### Challenge 1
List every proper name that appears in the personal account, leaving out the pronoun "I".
### Challenge 2
Copy from the personal account the passage running from "I fell out with" to "back to normal.".

I fell out with her constantly over small things that were always somehow linked to my crush on her. But we honestly did have some good times despite it. I think this lasted about a year and a half before we had a major fall out that ended up with me pretty suicidal. I ended up calling a friend of mine and crying down the phone to her and basically spilling my guts about everything I've felt and done and said and stuff. A week after that things were slowly back to normal.
But of course it couldn't last. Around the end of year 10 I stopped hanging around with that group of friends altogether, and she oddly enough was one of the few of them who would talk to me. We ended up going to Manchester's Gay Pride festival together at the end of August, and she used to come over and tlak to me at the beginning of the year. That was of course until I got drunk in town and my friends took me to where I was supposed to be meeting them lot. She and them were really nice to me, getting me home and sobering me up. Then over MSN later they all completely tore me apart, which was totally understandable.

### Raw records
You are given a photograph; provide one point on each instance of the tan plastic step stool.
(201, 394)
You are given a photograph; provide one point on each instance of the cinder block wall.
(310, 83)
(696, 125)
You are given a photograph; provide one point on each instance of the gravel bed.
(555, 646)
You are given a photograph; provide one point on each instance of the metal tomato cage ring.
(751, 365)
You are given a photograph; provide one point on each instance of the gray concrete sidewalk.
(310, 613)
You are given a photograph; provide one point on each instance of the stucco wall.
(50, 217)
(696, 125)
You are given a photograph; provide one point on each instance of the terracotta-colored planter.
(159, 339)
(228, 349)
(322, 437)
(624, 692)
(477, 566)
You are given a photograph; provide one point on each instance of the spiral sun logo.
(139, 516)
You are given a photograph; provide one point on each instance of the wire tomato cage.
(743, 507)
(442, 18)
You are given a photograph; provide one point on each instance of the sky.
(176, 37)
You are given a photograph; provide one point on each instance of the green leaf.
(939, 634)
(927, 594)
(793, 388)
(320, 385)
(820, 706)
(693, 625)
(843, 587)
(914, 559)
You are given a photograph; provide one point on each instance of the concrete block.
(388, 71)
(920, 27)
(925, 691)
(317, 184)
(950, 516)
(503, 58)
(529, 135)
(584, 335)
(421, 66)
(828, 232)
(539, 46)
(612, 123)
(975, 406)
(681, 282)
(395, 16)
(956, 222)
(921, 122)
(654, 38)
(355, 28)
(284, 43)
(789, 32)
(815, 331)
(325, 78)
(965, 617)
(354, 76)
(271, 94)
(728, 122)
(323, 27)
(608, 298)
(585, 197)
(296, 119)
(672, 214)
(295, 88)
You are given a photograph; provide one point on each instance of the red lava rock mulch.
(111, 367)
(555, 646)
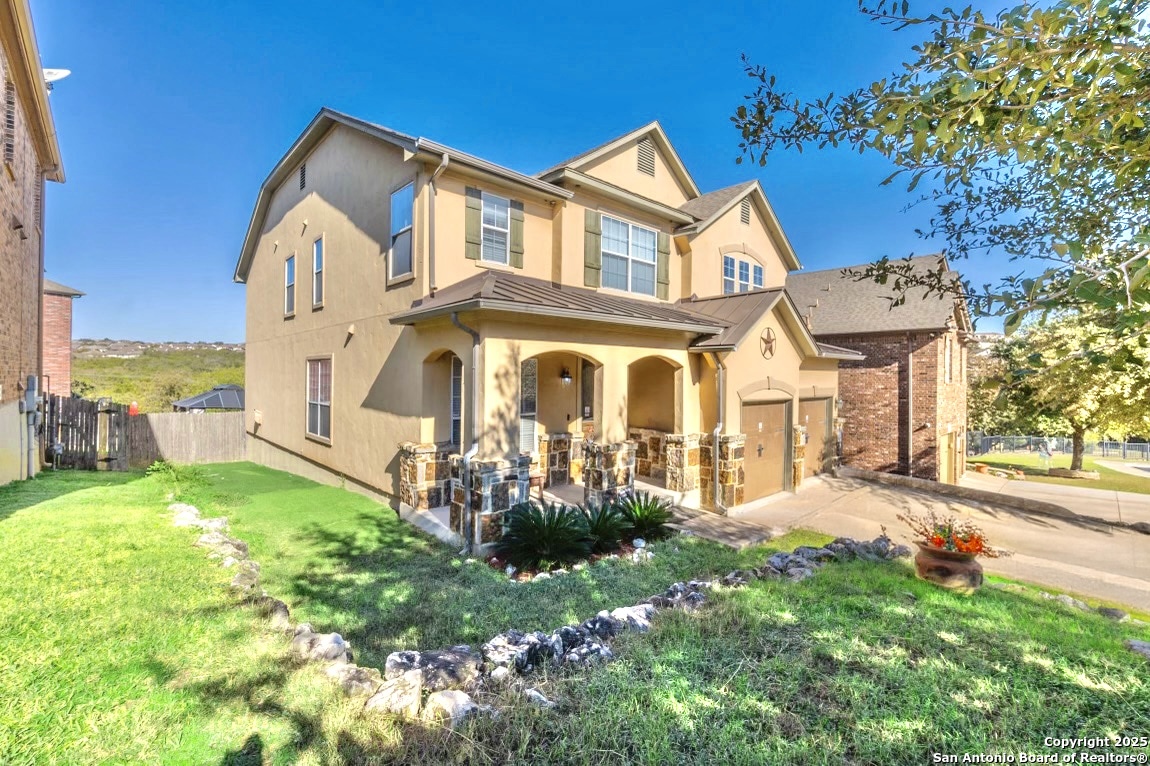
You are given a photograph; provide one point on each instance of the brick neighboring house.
(55, 352)
(29, 154)
(904, 406)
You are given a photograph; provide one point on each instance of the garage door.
(813, 413)
(765, 456)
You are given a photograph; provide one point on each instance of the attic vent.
(9, 123)
(646, 156)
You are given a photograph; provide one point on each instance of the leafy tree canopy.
(1027, 129)
(1072, 369)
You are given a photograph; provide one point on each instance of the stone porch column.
(608, 470)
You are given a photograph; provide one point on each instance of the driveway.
(1078, 556)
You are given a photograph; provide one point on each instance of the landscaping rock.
(451, 706)
(276, 610)
(219, 523)
(399, 696)
(637, 618)
(355, 681)
(538, 698)
(247, 580)
(1111, 613)
(1139, 646)
(329, 646)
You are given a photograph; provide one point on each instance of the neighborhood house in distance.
(445, 331)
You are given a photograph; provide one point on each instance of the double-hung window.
(496, 228)
(319, 398)
(740, 275)
(317, 273)
(628, 257)
(290, 285)
(403, 203)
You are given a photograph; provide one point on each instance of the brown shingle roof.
(707, 205)
(521, 295)
(838, 305)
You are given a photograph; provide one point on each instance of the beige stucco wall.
(620, 167)
(729, 235)
(572, 223)
(452, 263)
(350, 178)
(507, 343)
(750, 377)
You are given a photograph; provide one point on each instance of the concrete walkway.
(1090, 559)
(1082, 500)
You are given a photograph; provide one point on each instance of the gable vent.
(646, 156)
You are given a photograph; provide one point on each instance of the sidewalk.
(1082, 500)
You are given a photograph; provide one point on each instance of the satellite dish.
(53, 75)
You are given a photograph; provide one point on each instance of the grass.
(1032, 466)
(122, 645)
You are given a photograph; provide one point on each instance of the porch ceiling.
(520, 295)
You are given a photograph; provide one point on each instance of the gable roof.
(220, 397)
(743, 311)
(714, 205)
(838, 305)
(652, 129)
(412, 145)
(25, 71)
(521, 295)
(56, 289)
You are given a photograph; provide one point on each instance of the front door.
(812, 413)
(765, 454)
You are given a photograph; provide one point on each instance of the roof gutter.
(472, 535)
(27, 75)
(434, 192)
(487, 304)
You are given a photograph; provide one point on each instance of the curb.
(970, 493)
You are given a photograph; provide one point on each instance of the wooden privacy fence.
(186, 437)
(89, 435)
(100, 435)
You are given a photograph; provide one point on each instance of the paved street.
(1087, 558)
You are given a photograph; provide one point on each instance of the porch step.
(720, 529)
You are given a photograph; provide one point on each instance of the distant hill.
(153, 374)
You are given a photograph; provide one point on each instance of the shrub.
(606, 525)
(649, 515)
(175, 477)
(543, 536)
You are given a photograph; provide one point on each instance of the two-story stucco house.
(444, 331)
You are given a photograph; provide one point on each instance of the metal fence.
(984, 444)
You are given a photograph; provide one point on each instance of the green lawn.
(120, 644)
(1032, 466)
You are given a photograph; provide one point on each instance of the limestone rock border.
(432, 684)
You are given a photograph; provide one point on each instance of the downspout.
(470, 523)
(438, 171)
(721, 385)
(910, 406)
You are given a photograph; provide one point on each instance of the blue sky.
(176, 112)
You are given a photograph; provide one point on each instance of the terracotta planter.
(951, 569)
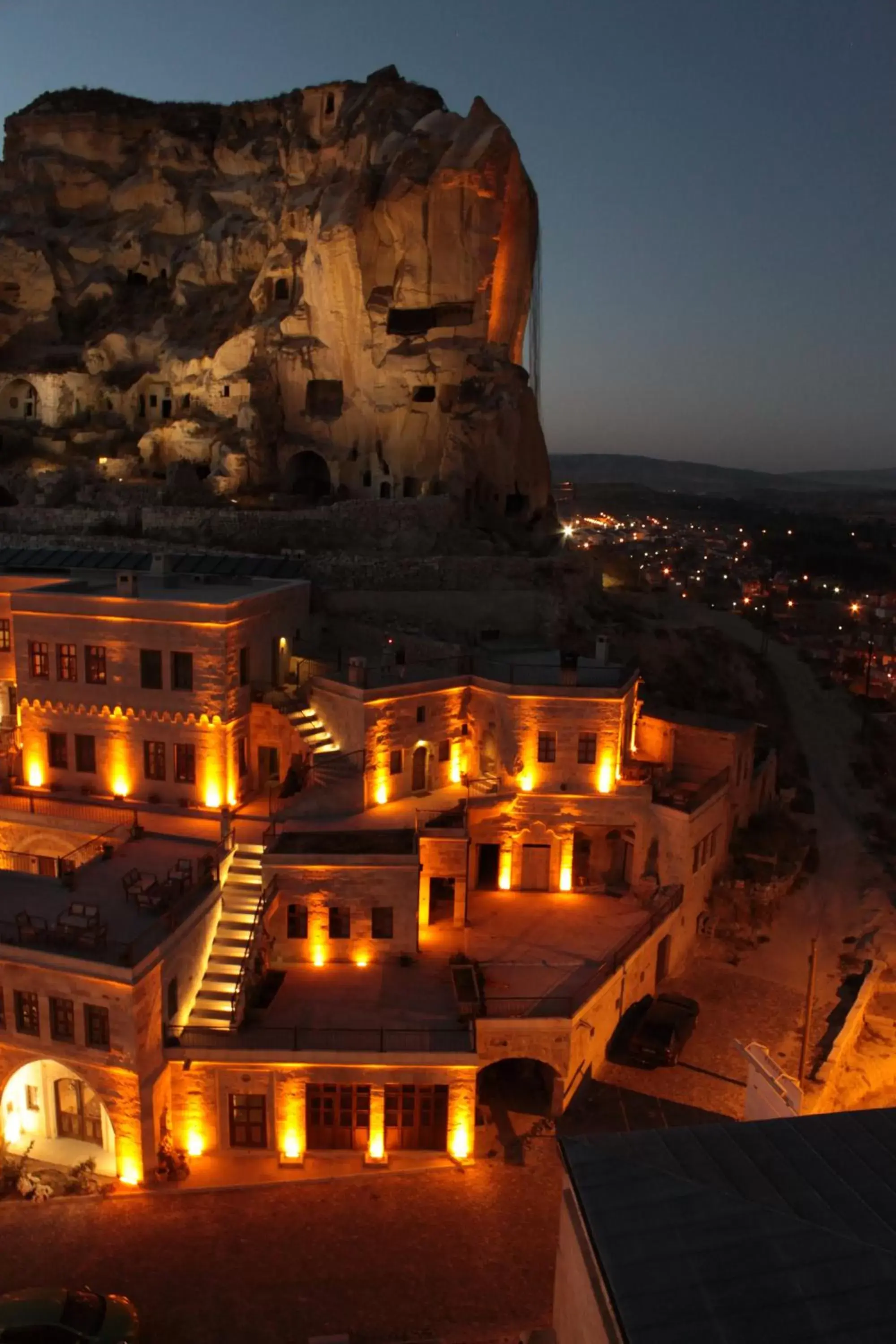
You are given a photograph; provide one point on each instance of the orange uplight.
(129, 1174)
(460, 1146)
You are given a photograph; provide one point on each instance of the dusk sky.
(716, 181)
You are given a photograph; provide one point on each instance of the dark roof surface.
(19, 560)
(769, 1232)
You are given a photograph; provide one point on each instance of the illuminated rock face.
(326, 292)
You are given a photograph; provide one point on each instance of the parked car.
(663, 1029)
(66, 1316)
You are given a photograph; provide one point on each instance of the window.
(62, 1019)
(58, 750)
(587, 748)
(27, 1012)
(547, 746)
(185, 762)
(97, 1027)
(85, 754)
(297, 921)
(324, 397)
(151, 670)
(66, 663)
(39, 658)
(154, 760)
(248, 1120)
(382, 922)
(96, 660)
(340, 922)
(182, 671)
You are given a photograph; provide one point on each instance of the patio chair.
(30, 928)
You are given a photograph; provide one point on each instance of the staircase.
(241, 898)
(312, 730)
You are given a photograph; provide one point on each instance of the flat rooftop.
(206, 590)
(362, 842)
(131, 933)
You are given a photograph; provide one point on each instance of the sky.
(716, 185)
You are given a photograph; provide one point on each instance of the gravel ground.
(385, 1257)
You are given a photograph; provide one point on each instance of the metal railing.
(564, 1006)
(676, 796)
(45, 804)
(240, 988)
(374, 1041)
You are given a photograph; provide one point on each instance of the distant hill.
(704, 479)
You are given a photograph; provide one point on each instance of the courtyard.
(453, 1254)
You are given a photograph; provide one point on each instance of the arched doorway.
(308, 476)
(58, 1113)
(523, 1086)
(19, 401)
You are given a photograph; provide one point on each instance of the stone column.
(375, 1155)
(461, 1127)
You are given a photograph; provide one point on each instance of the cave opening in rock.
(308, 476)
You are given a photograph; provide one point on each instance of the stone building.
(331, 303)
(503, 855)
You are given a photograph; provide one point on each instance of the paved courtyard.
(457, 1254)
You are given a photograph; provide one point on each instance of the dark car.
(663, 1030)
(66, 1316)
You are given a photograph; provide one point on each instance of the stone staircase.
(241, 898)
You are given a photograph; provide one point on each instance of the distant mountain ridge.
(704, 478)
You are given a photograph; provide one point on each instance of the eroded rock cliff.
(322, 293)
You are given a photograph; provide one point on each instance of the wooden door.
(248, 1120)
(338, 1116)
(536, 867)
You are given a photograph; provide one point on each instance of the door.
(536, 867)
(338, 1115)
(416, 1117)
(78, 1112)
(487, 875)
(248, 1120)
(664, 949)
(441, 900)
(418, 771)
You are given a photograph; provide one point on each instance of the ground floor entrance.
(416, 1117)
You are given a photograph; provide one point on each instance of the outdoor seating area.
(78, 926)
(123, 908)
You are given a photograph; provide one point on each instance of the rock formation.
(323, 293)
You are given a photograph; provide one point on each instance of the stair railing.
(237, 1004)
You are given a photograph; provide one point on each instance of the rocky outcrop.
(323, 293)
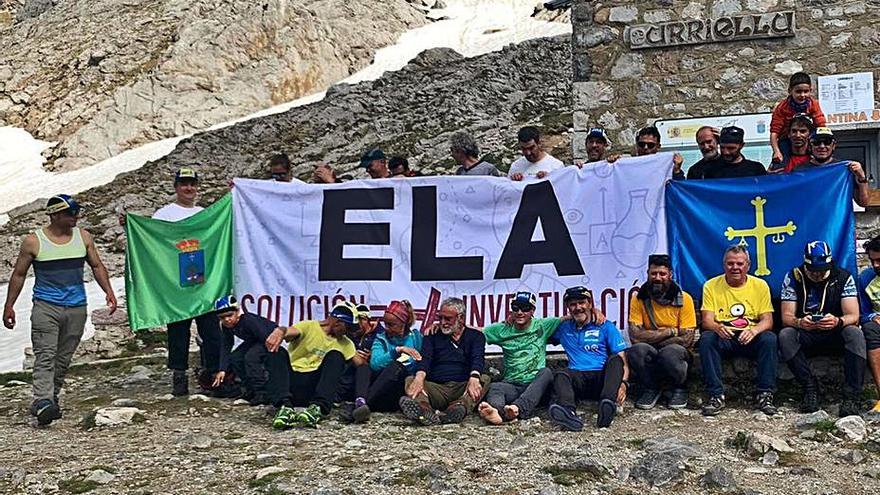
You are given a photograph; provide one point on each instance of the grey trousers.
(525, 396)
(55, 335)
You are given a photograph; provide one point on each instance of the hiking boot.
(45, 411)
(415, 411)
(565, 418)
(714, 406)
(679, 399)
(179, 383)
(283, 418)
(648, 398)
(810, 402)
(607, 410)
(765, 403)
(454, 414)
(309, 416)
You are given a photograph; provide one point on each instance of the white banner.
(302, 247)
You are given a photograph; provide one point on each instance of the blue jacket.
(383, 352)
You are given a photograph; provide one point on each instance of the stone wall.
(623, 90)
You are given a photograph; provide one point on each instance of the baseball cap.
(373, 154)
(344, 312)
(732, 135)
(578, 292)
(62, 202)
(523, 300)
(817, 256)
(185, 173)
(226, 304)
(598, 133)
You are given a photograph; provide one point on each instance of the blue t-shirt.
(588, 347)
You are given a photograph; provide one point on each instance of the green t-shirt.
(525, 351)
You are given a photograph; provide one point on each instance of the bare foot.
(489, 414)
(511, 411)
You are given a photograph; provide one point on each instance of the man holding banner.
(737, 320)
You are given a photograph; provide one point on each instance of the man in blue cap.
(820, 314)
(597, 368)
(57, 252)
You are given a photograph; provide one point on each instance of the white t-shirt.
(174, 212)
(529, 169)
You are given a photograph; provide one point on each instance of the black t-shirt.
(721, 169)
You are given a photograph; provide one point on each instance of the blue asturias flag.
(774, 215)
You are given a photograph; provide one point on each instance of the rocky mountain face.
(411, 112)
(105, 75)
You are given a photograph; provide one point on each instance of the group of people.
(385, 364)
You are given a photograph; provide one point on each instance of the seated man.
(737, 320)
(820, 314)
(662, 324)
(526, 377)
(450, 375)
(596, 364)
(318, 352)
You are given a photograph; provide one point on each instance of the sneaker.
(45, 411)
(714, 406)
(454, 414)
(284, 418)
(179, 383)
(413, 410)
(810, 402)
(309, 416)
(565, 418)
(648, 398)
(361, 414)
(607, 410)
(765, 403)
(679, 399)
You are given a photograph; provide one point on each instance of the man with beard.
(449, 376)
(707, 141)
(662, 326)
(731, 163)
(799, 133)
(597, 367)
(869, 298)
(737, 320)
(820, 314)
(310, 375)
(524, 343)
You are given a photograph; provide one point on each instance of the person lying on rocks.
(820, 314)
(597, 368)
(449, 377)
(393, 356)
(662, 327)
(523, 341)
(318, 352)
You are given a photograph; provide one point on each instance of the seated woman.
(392, 359)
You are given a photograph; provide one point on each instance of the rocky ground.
(121, 433)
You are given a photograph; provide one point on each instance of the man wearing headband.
(820, 315)
(662, 326)
(318, 352)
(450, 375)
(57, 253)
(523, 340)
(597, 367)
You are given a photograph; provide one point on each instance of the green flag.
(176, 270)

### Complete answer 1
Manchester, Gay Pride, August, MSN

### Complete answer 2
I fell out with her constantly over small things that were always somehow linked to my crush on her. But we honestly did have some good times despite it. I think this lasted about a year and a half before we had a major fall out that ended up with me pretty suicidal. I ended up calling a friend of mine and crying down the phone to her and basically spilling my guts about everything I've felt and done and said and stuff. A week after that things were slowly back to normal.